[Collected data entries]
------

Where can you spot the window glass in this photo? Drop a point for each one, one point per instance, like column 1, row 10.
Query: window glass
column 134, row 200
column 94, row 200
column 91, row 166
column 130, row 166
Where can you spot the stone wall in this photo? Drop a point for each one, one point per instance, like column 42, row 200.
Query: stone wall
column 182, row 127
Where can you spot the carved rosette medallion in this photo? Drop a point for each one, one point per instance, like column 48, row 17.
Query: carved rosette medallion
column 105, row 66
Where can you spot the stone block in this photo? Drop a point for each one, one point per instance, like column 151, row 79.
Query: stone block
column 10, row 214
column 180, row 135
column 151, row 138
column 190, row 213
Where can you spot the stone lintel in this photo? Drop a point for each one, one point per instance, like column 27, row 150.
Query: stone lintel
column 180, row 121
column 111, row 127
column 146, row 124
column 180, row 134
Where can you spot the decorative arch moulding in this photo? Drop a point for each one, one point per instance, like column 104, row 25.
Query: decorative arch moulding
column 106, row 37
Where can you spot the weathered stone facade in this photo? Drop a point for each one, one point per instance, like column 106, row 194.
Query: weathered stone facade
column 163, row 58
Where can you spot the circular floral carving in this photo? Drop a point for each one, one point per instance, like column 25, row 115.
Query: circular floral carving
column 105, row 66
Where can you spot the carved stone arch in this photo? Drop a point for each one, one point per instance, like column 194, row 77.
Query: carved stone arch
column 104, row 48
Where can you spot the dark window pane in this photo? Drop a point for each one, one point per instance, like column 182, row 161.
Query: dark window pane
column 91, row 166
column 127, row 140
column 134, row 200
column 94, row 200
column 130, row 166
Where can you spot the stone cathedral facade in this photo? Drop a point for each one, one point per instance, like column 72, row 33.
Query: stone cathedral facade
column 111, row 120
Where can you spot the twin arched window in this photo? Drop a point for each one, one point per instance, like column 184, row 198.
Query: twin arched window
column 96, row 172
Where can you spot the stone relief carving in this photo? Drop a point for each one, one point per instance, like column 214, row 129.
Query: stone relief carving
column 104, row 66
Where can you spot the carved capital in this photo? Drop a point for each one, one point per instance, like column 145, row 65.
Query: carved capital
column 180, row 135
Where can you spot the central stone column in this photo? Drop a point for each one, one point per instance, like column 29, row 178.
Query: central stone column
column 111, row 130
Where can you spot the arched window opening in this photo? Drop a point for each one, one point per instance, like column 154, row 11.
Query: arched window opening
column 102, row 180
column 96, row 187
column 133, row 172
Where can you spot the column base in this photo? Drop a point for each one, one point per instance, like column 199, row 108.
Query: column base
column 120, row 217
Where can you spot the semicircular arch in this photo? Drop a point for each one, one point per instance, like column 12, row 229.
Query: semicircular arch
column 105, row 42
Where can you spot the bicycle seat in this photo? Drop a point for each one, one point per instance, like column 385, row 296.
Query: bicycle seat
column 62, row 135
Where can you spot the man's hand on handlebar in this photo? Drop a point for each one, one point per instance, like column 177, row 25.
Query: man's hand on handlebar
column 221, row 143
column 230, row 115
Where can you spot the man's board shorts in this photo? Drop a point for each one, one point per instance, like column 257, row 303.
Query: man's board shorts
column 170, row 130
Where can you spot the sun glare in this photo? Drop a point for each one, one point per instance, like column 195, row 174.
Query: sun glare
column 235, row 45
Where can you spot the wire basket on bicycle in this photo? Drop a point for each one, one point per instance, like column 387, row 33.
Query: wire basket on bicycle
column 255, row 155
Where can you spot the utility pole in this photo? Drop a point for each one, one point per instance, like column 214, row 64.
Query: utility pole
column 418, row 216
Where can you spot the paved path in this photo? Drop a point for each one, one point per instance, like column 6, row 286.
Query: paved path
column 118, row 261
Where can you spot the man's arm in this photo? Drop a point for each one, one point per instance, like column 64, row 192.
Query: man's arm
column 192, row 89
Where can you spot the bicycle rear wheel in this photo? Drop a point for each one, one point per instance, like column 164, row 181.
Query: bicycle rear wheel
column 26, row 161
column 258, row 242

------

__Work order__: Reproduce the lines of the entries above from the one with "Where can you spot the carved stone" to the one with "Where can you spot the arched", both included, exactly and without any other line.

__Result of the exercise__:
Where can you spot the carved stone arch in this photo? Drop a point for each one, one point per instance, like column 194, row 77.
Query: carved stone arch
column 104, row 48
Where can you spot the dark window pane in this photo? Drop a point for each one, one point per instance, like column 182, row 161.
Query: dark window pane
column 91, row 166
column 127, row 140
column 134, row 200
column 94, row 200
column 130, row 166
Where can you spot the stone cathedral facade in this photo? Drop a point for each one, one point per instance, like column 72, row 33.
Query: stone cathedral facade
column 111, row 120
Where can you spot the twin arched window in this photo? Drop a point for each one, one point per instance, like column 184, row 198.
Query: twin arched window
column 96, row 172
Where can you spot the stone relief carving in this photo? Drop a point for each one, one point per instance, like column 214, row 129.
Query: stone relief carving
column 104, row 66
Where can you spot the carved capital in this photo? Drop a point for each one, one point per instance, like column 145, row 65.
Query: carved capital
column 180, row 135
Where can you spot the central stone column in this photo? Drop a point for each one, one point per instance, like column 29, row 178.
Query: central stone column
column 111, row 130
Where can you spot the arched window opening in this photo? Drop a point for each one, one point per instance, like column 154, row 11.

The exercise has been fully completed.